* [Rows from a point labeling set]
::::
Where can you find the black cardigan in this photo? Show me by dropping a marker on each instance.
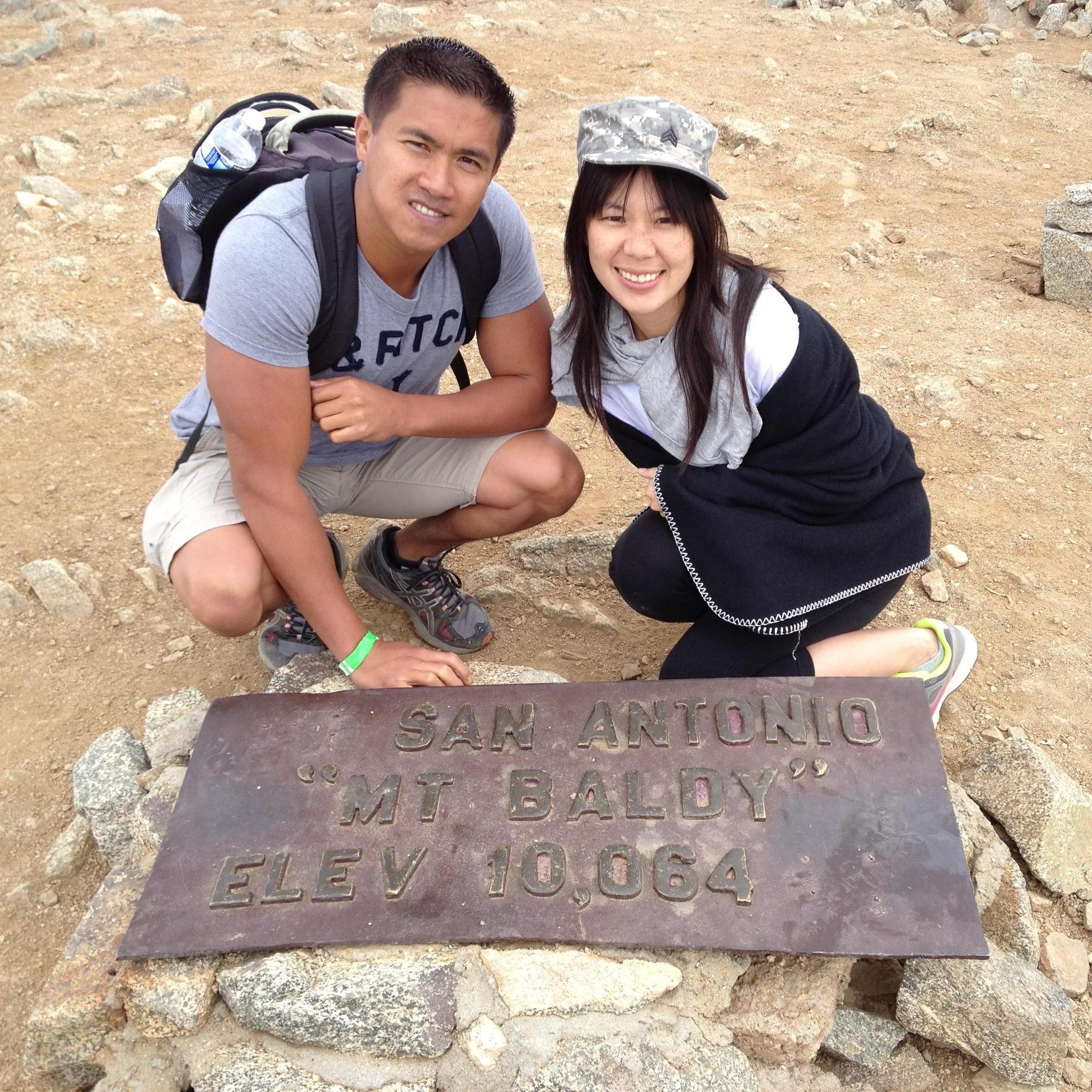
(827, 503)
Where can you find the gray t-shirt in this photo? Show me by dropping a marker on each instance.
(264, 300)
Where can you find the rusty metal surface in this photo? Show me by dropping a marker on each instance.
(759, 815)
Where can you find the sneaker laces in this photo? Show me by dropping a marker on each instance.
(439, 584)
(297, 625)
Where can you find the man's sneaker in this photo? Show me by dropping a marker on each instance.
(443, 614)
(287, 633)
(952, 666)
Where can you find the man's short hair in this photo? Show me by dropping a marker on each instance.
(441, 63)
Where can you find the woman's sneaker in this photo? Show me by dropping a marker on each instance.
(440, 611)
(948, 670)
(287, 633)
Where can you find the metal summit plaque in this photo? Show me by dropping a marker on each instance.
(801, 815)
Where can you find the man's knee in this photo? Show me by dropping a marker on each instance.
(227, 606)
(554, 476)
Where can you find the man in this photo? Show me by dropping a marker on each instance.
(237, 526)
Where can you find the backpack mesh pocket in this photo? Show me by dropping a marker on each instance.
(183, 213)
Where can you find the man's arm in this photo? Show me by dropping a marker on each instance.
(517, 397)
(265, 412)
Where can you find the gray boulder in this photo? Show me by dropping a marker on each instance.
(1000, 1010)
(863, 1038)
(782, 1009)
(580, 557)
(69, 850)
(392, 1006)
(1042, 809)
(1001, 892)
(78, 1007)
(1067, 257)
(173, 743)
(106, 793)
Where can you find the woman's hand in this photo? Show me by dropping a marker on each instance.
(348, 409)
(650, 494)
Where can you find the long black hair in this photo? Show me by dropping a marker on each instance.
(698, 353)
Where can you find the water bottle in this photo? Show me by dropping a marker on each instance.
(234, 144)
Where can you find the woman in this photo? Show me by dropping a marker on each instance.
(785, 510)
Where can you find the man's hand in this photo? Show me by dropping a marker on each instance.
(400, 664)
(348, 409)
(650, 494)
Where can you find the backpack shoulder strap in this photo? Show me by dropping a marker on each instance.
(332, 213)
(476, 255)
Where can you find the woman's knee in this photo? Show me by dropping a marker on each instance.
(649, 574)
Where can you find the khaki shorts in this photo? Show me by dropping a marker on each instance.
(418, 476)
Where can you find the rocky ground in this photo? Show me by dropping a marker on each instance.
(898, 178)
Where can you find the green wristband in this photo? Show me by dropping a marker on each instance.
(354, 660)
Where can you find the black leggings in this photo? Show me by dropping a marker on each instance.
(650, 576)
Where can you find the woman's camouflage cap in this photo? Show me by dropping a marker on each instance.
(647, 131)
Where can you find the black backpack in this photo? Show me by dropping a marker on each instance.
(300, 141)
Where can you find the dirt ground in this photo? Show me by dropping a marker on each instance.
(962, 357)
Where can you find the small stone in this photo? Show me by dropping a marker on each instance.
(743, 131)
(153, 813)
(863, 1038)
(166, 997)
(1077, 1073)
(1067, 260)
(1068, 217)
(1066, 962)
(1000, 1010)
(484, 1042)
(538, 982)
(344, 99)
(935, 587)
(51, 187)
(163, 174)
(58, 592)
(147, 577)
(105, 791)
(953, 556)
(173, 742)
(1054, 19)
(69, 850)
(583, 557)
(52, 155)
(781, 1010)
(11, 602)
(76, 1010)
(88, 579)
(907, 1070)
(398, 1006)
(390, 23)
(936, 13)
(149, 19)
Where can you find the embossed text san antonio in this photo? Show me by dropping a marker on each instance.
(758, 815)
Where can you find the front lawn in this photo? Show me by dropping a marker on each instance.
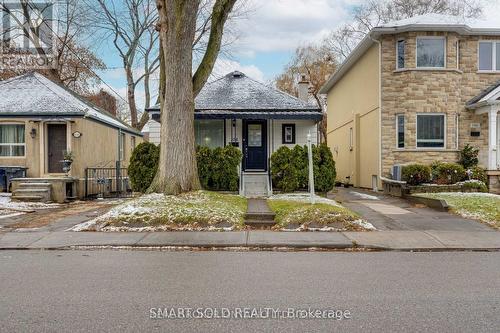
::::
* [TO BE DONE] Render every row above as a JSON list of strings, one string per line, with blank lines omitted. Leave the pictures out.

* [ANSWER IN FULL]
[
  "Where can you find the black cardigan in this photo? Show me by dropping a marker on each instance.",
  "(827, 503)",
  "Where can you find the gray t-shirt in this photo? Show me by dropping a marker on each instance.",
  "(264, 300)",
  "Where can you find the rusty metal surface in this photo? Show me by dropping a marker on each instance.",
  "(759, 815)",
  "Where can you find the sneaker laces in this photo? Show me by dropping a marker on each instance.",
  "(439, 584)",
  "(297, 625)",
  "Where can you find the man's sneaker in this photo? Show me by dropping a marker on each instance.",
  "(443, 614)",
  "(287, 633)",
  "(952, 666)",
  "Where can you find the man's short hair in this photo? Show me by dropping a marker on each instance.",
  "(441, 63)",
  "Where can you find the woman's sneaker in this photo? Show me by dropping a marker on each instance.",
  "(440, 611)",
  "(948, 670)",
  "(287, 633)",
  "Where can you find the metal summit plaque in this photo? Show me by dropping a marker on each instance.",
  "(801, 815)",
  "Where can you find the man's knee in this photo? Show me by dropping a marker on each instance.",
  "(227, 606)",
  "(554, 476)",
  "Where can you find the man in this photo? Show me by dropping a marker on each instance.",
  "(237, 526)",
  "Where can you find the backpack mesh pocket in this photo? Show me by dropping a marker on each instance.",
  "(183, 213)",
  "Where can you find the man's arm in this photo? Show me by dropping a marker on each instance.",
  "(517, 397)",
  "(265, 412)",
  "Where can you find the gray boulder in this photo? Show me by dropping a marker on each instance.",
  "(1000, 1010)",
  "(863, 1038)",
  "(782, 1009)",
  "(580, 557)",
  "(69, 850)",
  "(392, 1006)",
  "(1042, 809)",
  "(1001, 892)",
  "(78, 1007)",
  "(1067, 257)",
  "(173, 743)",
  "(106, 793)",
  "Where can you find the woman's hand in this photo? Show me by dropping a marker on each instance.",
  "(348, 409)",
  "(650, 494)",
  "Where can you find the long black hair in this photo? Show me by dropping a marker on each instance.",
  "(698, 353)",
  "Where can you find the water bottle in this photo? Show me by dropping a marker on each instance.",
  "(234, 144)",
  "Where can you find the woman in this photo? Show me by dropping a marker on each instance.",
  "(785, 510)",
  "Where can you find the man's hand in this photo? Show me by dropping a marker on each instance.",
  "(400, 664)",
  "(348, 409)",
  "(650, 494)",
  "Where can you find the backpack shoulder strap in this photo? Show me by dropping a marker on each instance.",
  "(332, 213)",
  "(476, 255)",
  "Where can you find the woman's knee in this photo? Show me by dropping a marker on each instance.",
  "(649, 574)",
  "Where can you find the khaki shorts in this photo? Show me by dropping a marker on each instance.",
  "(418, 476)",
  "Where can you find the rocky ground in this photo? Show me by dropping a marker on each instance.",
  "(898, 178)",
  "Where can you find the green wristband in this photo? Show me by dropping a marker on each instance.",
  "(354, 660)",
  "Where can you find the black leggings in this photo? Show me by dropping a marker on each instance.",
  "(650, 576)",
  "Where can you find the woman's camouflage cap in this photo? Show me by dropping a marker on each instance.",
  "(647, 131)",
  "Where can you find the black backpack in this photo? Show me by dropping a marker on each instance.",
  "(300, 141)",
  "Where can you find the dirt ground in this photo? Show me by dropping a marker on each instance.",
  "(962, 357)",
  "Where can you find the small stone in this photo? Show me by dropping a marker on each instance.",
  "(743, 131)",
  "(153, 813)",
  "(863, 1038)",
  "(166, 997)",
  "(1077, 1073)",
  "(1067, 260)",
  "(1068, 217)",
  "(1066, 962)",
  "(1000, 1010)",
  "(484, 1042)",
  "(538, 982)",
  "(344, 99)",
  "(935, 587)",
  "(51, 187)",
  "(163, 174)",
  "(58, 592)",
  "(147, 577)",
  "(105, 791)",
  "(953, 556)",
  "(173, 742)",
  "(1054, 19)",
  "(69, 850)",
  "(583, 557)",
  "(52, 155)",
  "(781, 1010)",
  "(11, 602)",
  "(76, 1010)",
  "(88, 579)",
  "(907, 1070)",
  "(398, 1006)",
  "(390, 23)",
  "(936, 13)",
  "(149, 19)",
  "Where can you find the embossed text san antonio in this photo? Show me by dropping a marker on each instance.",
  "(758, 815)",
  "Where can you find the front lawn in this photo? Show me by dropping a marker on each instance."
]